Information supplied Start Marker

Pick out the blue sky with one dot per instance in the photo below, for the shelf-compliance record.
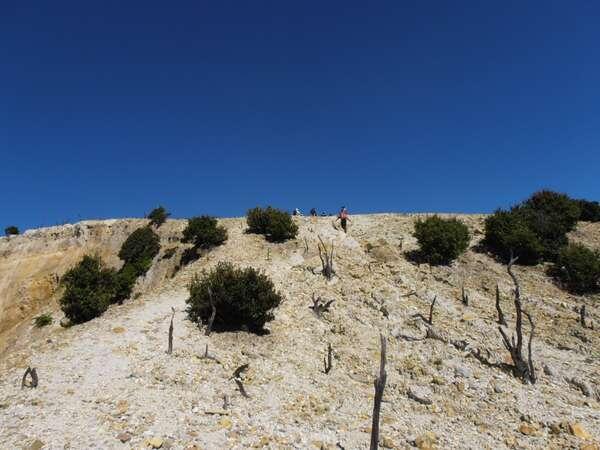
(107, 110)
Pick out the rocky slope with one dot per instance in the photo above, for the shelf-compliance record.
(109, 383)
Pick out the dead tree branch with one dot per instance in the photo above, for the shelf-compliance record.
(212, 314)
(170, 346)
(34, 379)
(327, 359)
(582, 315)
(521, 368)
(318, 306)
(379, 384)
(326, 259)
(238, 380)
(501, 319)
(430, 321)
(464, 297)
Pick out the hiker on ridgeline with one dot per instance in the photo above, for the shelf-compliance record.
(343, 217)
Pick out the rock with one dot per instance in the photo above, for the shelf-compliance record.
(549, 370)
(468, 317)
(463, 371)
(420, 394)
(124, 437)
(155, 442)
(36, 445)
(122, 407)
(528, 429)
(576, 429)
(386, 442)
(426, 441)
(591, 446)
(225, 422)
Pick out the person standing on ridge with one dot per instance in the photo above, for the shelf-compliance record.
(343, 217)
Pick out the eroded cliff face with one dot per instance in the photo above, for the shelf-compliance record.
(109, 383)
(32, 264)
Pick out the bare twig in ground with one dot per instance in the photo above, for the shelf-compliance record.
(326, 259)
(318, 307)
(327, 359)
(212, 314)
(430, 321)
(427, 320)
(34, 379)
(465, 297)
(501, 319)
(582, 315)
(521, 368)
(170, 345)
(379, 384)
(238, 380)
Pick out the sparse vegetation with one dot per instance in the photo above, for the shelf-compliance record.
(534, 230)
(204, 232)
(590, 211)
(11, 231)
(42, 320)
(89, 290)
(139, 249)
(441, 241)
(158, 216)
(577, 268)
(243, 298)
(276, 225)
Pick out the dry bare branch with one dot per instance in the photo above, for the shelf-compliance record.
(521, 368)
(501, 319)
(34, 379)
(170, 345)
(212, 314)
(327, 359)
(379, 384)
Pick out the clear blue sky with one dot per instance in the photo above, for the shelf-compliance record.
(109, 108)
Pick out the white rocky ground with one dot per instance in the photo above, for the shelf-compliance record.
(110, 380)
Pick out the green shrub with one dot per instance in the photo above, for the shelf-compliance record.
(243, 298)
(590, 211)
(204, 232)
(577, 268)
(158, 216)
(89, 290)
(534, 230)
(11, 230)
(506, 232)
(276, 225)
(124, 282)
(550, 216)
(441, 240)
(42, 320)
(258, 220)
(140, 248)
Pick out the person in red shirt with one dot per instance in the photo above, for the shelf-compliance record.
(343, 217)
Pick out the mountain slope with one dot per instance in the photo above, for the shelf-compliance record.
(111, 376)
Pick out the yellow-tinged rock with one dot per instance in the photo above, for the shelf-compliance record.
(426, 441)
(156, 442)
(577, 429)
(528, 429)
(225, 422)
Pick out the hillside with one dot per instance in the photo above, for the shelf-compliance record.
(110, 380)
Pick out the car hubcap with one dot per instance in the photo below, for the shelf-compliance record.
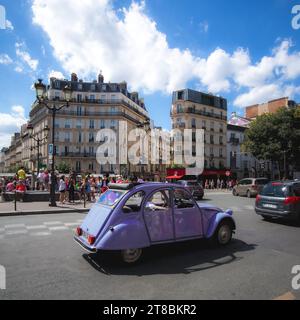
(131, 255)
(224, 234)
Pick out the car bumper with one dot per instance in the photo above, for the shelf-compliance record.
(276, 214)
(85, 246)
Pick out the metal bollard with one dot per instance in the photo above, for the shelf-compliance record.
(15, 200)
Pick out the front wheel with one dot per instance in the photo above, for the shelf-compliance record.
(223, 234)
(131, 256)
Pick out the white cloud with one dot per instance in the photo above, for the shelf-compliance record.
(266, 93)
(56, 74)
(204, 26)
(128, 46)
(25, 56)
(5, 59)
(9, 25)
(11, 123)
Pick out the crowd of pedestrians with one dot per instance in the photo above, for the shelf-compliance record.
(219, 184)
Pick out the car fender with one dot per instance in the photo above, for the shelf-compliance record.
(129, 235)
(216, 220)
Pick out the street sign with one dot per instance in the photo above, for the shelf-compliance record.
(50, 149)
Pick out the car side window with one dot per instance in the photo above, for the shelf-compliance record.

Information supplied End Marker

> **Task to complete**: Restate the whole listing exactly as written, minus the pictures.

> **Task solution**:
Pick out the blue sky with one dot per instance in the photo below, for the shelf-compliance record.
(107, 110)
Pick out the rocky slope with one dot per instance in the photo above, for the shelf-compliance record.
(109, 383)
Pick out the dead tree branch with one dot per instance in the photo above, for the shelf-compliance record.
(212, 314)
(170, 346)
(34, 379)
(327, 359)
(582, 315)
(521, 368)
(318, 306)
(379, 384)
(326, 259)
(238, 380)
(501, 319)
(430, 321)
(464, 297)
Pick out the hiker on ridgeline with one dot per instance in the photo above, for the shelf-compliance record.
(343, 217)
Pick out the rock with one dot per instance in the photo above, for the shelf-compliance record.
(549, 370)
(468, 317)
(463, 371)
(420, 394)
(124, 437)
(155, 442)
(36, 445)
(122, 407)
(528, 429)
(576, 429)
(386, 442)
(426, 441)
(591, 446)
(225, 422)
Pick out the person standing on ridge with one dot per instance in the photo above, for the shelf-compliance record.
(343, 217)
Pick out the eroded cliff face with one dot per instance in the photo above, for the shelf-compliance record.
(109, 383)
(32, 264)
Pick out the bare twig in ground with one dot per instance in the photo above, for the shelf-compliance record.
(326, 259)
(318, 307)
(327, 359)
(212, 314)
(430, 321)
(427, 320)
(34, 379)
(465, 297)
(501, 319)
(582, 315)
(521, 368)
(170, 345)
(379, 384)
(238, 380)
Pick out the sparse vegetation with one dot per instance in the photo above, for the shelf-compliance record.
(534, 230)
(204, 232)
(590, 211)
(11, 231)
(42, 320)
(89, 290)
(139, 249)
(441, 241)
(158, 216)
(577, 268)
(243, 298)
(276, 225)
Pick out the dry bare branch with one dot per instance in the photo above, for the shelf-compliance record.
(521, 368)
(501, 319)
(34, 379)
(170, 345)
(212, 314)
(327, 359)
(379, 384)
Pick out the clear blue sky with one dot per instance in the photo above, for the shelf-compliance record.
(109, 108)
Pick out the white rocky ground with one dot per instance in the photo above, for the shelf-compliance record.
(110, 380)
Pick out the green shrub with one dot per instance in the photo above, for the shelf-compliance record.
(243, 298)
(590, 211)
(204, 232)
(577, 268)
(158, 216)
(89, 290)
(534, 230)
(11, 230)
(506, 232)
(276, 225)
(124, 282)
(550, 216)
(441, 240)
(42, 320)
(258, 220)
(140, 248)
Pick out the person in red shirt with one dot per instance in the photo above, for the shelf-compliance record.
(343, 217)
Pick out the mountain slope with one dot per instance in the photo above, for the shelf-compliance record.
(111, 376)
Pick out the yellow-tinged rock with one dot per instance in the photo above, for the shelf-compliance record.
(426, 441)
(156, 442)
(577, 429)
(528, 429)
(225, 422)
Pick out the hillside with one dot per instance in the photo above, for the shelf-compliance record.
(110, 380)
Pick out the car hubcap with one dot per instance in the photo below, for the shelf-compliance record.
(131, 255)
(224, 234)
Pick out the car bumper with one dot per instance in the photo above, for the shelf-compliance record.
(276, 214)
(85, 246)
Pick out the metal bollard with one dot per instance in the photo above, for the shelf-compliance record.
(15, 200)
Pick out the front wheel with one dot per instance in the photo above, for the shelf-compliance record.
(223, 234)
(131, 256)
Pick out the white cloud with one dot per instance in the photo above, for the shelf-compliance record.
(266, 93)
(56, 74)
(204, 26)
(128, 46)
(25, 56)
(5, 59)
(9, 25)
(11, 123)
Pick out the crowd of pedestrians with one dot per instance in the photo above, for the shelf-compliance record.
(219, 184)
Pick out the car fender with one dot per instance in the photo above, for the shelf-compliance record.
(129, 235)
(216, 220)
Pick out the street sign with one dot per instance in the photo above, for the shelf-compliance record.
(50, 149)
Pick out the car side window with one dot per instance in the photo above, for the shelf-compliance record.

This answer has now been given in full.